Exercise inputs:
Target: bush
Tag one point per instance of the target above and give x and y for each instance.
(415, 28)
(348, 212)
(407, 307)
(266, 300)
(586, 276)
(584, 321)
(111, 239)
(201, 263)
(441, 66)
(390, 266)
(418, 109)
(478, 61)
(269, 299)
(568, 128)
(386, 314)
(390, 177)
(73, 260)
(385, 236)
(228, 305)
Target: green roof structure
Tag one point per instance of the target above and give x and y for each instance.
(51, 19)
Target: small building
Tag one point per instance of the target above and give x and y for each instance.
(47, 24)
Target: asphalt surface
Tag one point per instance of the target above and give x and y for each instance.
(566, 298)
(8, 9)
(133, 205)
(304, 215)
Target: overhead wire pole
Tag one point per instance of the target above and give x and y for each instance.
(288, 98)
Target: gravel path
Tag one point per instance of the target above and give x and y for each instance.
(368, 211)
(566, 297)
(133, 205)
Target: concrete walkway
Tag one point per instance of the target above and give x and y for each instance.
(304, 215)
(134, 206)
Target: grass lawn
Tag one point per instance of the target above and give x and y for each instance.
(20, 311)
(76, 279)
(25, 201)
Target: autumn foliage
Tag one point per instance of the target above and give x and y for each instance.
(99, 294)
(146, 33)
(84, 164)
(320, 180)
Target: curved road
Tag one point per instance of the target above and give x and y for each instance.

Work to be completed:
The answer should consist of every record above, copied exactly.

Answer to this exercise:
Target: bush
Tag one point per instance of the target above and give x and y for each instance.
(415, 28)
(348, 212)
(407, 307)
(266, 300)
(586, 276)
(584, 321)
(111, 239)
(201, 263)
(441, 66)
(390, 266)
(418, 109)
(478, 61)
(269, 299)
(568, 128)
(386, 314)
(390, 177)
(73, 260)
(385, 236)
(228, 305)
Target: green roof structure
Tag one point per instance of the target above and give x and y for each instance.
(51, 19)
Target: small building
Tag one point per instance of the target above and give x and y for each instance.
(47, 24)
Target: asphalt surface
Tag one point per instance of the target above and give x and y for each instance.
(566, 298)
(8, 9)
(133, 205)
(304, 215)
Target: overhead wire pole
Tag one point per instance of the target above and give x and y for each instance.
(288, 98)
Target: gravel path
Tag one point per instance of the target above and give x and y for each instance.
(368, 211)
(566, 297)
(133, 205)
Target: concrete walkway
Tag one point per instance of the target above and give x and y for each instance.
(304, 215)
(134, 206)
Target: grass lawn
Tag one point per instance of the target above and give x and y for each instance.
(20, 311)
(76, 279)
(25, 201)
Target: autumn foliage
Tag one point per instance of the target above and give x and y for each instance.
(99, 294)
(146, 33)
(84, 164)
(320, 180)
Target: curved road
Tag one point per instance of the target above and give x and y for each instance.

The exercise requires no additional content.